_Problems to solve_
**a)** In the text on radiation therapy, what are side effects that appear months or years after treatment called?
**b)** Pick up the text on radiation therapy after its final sentence and carry it forward.

_Page text_
------

Radiation therapy does not kill cancer cells right away. It takes days or weeks of treatment before cancer cells start to die. Then, cancer cells keep dying for weeks or months after radiation therapy ends.

What does radiation therapy do to healthy cells?

Radiation not only kills or slows the growth of cancer cells, it can also affect nearby healthy cells. The healthy cells almost always recover after treatment is over. But sometimes people may have side effects that are severe or do not get better. Other side effects may show up months or years after radiation therapy is over. These are called late side effects.

Doctors try to protect healthy cells during treatment by:

?? Using as low a dose of radiation as possible. The radiation dose is balanced between being high enough to kill cancer cells, yet low enough to limit damage to healthy cells.

?? Spreading out treatment over time. You may get radiation therapy once a day, or in smaller doses twice a day for several weeks. Spreading out the radiation dose allows normal cells to recover while cancer cells die.

------

_Records_
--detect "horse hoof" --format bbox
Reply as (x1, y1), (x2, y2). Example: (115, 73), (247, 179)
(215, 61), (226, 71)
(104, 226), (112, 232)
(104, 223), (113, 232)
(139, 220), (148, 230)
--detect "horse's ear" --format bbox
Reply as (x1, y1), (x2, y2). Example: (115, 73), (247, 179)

------

_Your written answers_
**a)** Late side effects.

**b)**
?? Aiming radiation at a precise part of your body. Some types of radiation therapy allow your doctor to aim high doses of radiation at your cancer while reducing radiation to nearby healthy tissue. These techniques use a computer to deliver precise radiation doses to a cancer tumor or to specific areas within the tumor.

Does radiation therapy hurt?

No, radiation therapy does not hurt while it is being given. But the side effects that people may get from radiation therapy can cause pain and discomfort. This booklet has a lot of information about ways that you and your doctor and nurse can help manage side effects.